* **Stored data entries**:
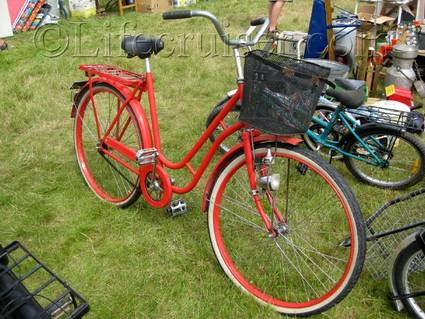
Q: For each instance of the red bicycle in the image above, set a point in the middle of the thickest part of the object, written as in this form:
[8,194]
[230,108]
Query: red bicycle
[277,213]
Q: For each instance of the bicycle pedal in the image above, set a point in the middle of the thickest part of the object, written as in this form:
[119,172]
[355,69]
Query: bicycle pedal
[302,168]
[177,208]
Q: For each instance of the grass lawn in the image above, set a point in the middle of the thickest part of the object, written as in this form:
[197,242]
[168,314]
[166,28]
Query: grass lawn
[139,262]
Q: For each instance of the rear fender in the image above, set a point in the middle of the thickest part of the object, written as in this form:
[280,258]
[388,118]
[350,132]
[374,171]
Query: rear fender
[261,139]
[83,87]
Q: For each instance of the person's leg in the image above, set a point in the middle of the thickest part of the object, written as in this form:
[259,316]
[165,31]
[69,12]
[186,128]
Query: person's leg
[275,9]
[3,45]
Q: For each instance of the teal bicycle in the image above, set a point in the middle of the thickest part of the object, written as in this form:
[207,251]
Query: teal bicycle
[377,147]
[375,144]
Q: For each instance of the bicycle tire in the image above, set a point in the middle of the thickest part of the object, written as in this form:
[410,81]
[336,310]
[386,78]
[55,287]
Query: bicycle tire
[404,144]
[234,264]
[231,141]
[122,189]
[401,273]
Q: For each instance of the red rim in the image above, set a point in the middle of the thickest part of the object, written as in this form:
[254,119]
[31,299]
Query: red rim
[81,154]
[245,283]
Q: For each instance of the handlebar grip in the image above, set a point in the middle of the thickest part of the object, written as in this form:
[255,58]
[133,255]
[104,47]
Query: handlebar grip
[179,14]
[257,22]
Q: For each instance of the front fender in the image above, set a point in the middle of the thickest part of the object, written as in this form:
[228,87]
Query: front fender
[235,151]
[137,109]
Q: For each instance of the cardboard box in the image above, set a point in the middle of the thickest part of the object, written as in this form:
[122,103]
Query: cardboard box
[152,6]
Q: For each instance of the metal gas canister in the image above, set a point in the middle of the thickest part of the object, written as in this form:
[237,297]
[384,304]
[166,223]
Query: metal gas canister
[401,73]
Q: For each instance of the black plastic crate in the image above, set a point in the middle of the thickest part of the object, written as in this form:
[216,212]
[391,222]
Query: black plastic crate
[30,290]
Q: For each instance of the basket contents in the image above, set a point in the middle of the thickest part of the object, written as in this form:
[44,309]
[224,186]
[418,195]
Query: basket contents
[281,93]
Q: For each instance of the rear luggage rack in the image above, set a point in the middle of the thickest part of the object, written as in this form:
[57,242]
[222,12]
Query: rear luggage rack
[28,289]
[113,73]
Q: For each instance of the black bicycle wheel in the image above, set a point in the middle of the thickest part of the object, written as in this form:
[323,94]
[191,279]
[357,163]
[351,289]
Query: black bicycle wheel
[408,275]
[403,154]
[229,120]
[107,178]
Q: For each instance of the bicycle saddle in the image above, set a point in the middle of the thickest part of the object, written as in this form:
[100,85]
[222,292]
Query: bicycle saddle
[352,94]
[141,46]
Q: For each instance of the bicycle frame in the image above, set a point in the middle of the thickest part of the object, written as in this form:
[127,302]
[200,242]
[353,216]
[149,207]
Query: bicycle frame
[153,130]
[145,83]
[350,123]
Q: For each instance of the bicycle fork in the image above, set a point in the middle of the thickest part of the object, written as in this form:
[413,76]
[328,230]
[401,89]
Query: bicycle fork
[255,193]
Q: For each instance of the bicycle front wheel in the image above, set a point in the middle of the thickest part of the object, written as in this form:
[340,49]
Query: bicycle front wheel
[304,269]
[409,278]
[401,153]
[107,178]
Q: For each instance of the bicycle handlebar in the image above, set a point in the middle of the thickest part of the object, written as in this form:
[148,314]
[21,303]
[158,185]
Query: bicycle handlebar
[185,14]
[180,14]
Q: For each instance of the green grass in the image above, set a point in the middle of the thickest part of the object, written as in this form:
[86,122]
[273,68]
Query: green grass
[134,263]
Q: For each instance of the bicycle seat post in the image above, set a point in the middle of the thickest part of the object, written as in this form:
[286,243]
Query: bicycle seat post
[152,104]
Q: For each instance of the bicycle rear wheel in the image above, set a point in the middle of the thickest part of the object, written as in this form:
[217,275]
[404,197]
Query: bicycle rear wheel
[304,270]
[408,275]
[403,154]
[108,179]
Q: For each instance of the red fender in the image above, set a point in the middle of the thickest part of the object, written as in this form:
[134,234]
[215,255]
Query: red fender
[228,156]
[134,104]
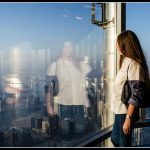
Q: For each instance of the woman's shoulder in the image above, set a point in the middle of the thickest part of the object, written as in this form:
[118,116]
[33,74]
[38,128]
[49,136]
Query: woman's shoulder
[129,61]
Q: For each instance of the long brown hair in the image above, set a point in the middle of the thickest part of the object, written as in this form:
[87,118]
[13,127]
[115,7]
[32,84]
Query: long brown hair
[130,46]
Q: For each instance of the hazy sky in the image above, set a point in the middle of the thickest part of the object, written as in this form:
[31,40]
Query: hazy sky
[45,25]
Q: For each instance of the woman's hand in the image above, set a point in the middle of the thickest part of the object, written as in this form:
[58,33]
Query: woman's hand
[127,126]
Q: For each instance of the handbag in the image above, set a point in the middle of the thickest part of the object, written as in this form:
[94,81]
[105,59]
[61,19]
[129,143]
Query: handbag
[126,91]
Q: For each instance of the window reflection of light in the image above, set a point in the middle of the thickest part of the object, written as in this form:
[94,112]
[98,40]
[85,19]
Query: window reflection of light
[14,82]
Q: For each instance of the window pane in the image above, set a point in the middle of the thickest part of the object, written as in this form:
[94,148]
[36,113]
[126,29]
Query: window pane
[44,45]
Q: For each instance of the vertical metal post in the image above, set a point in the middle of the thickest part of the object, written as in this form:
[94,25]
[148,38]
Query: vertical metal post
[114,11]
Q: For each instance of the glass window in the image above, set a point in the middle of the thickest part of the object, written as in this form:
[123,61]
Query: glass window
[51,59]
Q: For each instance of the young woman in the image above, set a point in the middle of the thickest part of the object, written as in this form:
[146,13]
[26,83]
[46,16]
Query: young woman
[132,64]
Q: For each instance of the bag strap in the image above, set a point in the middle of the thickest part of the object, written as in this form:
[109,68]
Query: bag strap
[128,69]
---
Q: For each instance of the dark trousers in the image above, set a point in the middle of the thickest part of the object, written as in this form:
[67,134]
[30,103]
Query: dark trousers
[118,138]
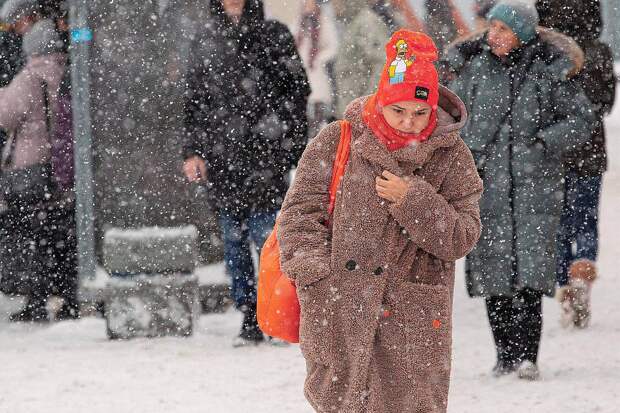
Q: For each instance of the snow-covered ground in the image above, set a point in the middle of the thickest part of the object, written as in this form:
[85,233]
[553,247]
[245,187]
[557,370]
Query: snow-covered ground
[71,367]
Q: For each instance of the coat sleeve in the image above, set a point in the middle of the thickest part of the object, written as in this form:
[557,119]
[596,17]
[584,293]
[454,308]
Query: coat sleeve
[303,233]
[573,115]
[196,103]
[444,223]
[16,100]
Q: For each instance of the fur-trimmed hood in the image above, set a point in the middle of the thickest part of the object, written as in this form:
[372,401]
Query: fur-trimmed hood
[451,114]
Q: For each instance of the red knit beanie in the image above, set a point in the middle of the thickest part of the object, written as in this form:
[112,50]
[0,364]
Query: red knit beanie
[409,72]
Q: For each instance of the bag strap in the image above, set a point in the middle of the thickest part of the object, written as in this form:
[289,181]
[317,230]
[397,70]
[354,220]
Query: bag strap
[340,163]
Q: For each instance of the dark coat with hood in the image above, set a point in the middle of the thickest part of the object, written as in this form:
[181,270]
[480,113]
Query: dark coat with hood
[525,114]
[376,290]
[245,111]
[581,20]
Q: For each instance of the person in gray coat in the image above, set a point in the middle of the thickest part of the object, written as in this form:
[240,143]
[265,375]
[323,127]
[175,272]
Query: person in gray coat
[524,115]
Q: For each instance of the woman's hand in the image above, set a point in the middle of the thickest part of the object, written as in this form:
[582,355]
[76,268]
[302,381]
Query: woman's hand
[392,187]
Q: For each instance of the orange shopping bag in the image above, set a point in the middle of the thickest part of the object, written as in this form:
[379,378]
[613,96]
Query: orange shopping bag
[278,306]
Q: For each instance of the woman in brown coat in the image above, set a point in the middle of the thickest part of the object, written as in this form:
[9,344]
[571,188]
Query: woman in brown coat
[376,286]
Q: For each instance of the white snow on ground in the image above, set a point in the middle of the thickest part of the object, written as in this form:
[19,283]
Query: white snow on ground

* **Problem requirements**:
Determine how many lines of the entries above carry the string "white", and give that number alone.

* **Result**:
2